# Start of SOURCE

The latest fatality in Israel’s war of aggression is the Arab-Israeli
“peace process.” The Arab League’s Secretary General, Mr. Amr Moussa,
has officially announced its death in a press conference held right
after the emergency meeting of Arab foreign ministers in Cairo on
Saturday. Again, this is not news to any observer of this process of
deception, which was carefully designed to legitimize Israel’s control
over parts of the occupied Palestinian territory and its denial of
some of the inalienable rights of the people of Palestine, as well as
to dictate Israel’s terms for “peace,” namely unqualified Arab
submission to its injustice.
Given all the real and virtual victims of Israel’s ongoing trashing of
international law and mockery of the so-called international political
system, purportedly headed by the UN, Arab civil society ought to
struggle to further spread the reach and depth of the growing,
progressive movement advocating a boycott of Israel, similar to that
applied to apartheid South Africa. Ultimately, only such a morally
sound, non-violent form of resistance can produce sustainable and
practical pressures that can hold Israel to account and therefore give
just peace a chance.
Israel embarked on its latest bloody adventure hoping to change the
rules of the game. People of conscience everywhere can indeed hand it
brand new “rules of the game”: turning it into a pariah state until it
fully complies with its obligations under international law and starts
treating its victims as equal humans who deserve full human and
political rights, most crucial of which is their unassailable right to
live in freedom and dignity.
Omar Barghouti is an independent Palestinian analyst.

# End of SOURCE

» SET PROBLEM: From the commentary on the peace process above, extract the passage between "The latest fatality" and "to its injustice.", inclusive, copying it word for word.

# Start of DATASET EXCERPT

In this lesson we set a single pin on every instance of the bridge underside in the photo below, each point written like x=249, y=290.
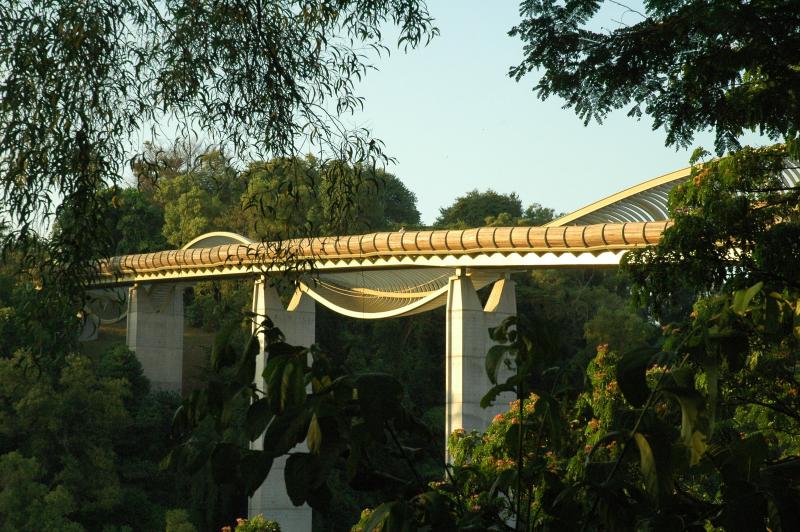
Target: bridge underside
x=375, y=276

# End of DATASET EXCERPT

» EXPECTED ANSWER:
The latest fatality in Israel’s war of aggression is the Arab-Israeli
“peace process.” The Arab League’s Secretary General, Mr. Amr Moussa,
has officially announced its death in a press conference held right
after the emergency meeting of Arab foreign ministers in Cairo on
Saturday. Again, this is not news to any observer of this process of
deception, which was carefully designed to legitimize Israel’s control
over parts of the occupied Palestinian territory and its denial of
some of the inalienable rights of the people of Palestine, as well as
to dictate Israel’s terms for “peace,” namely unqualified Arab
submission to its injustice.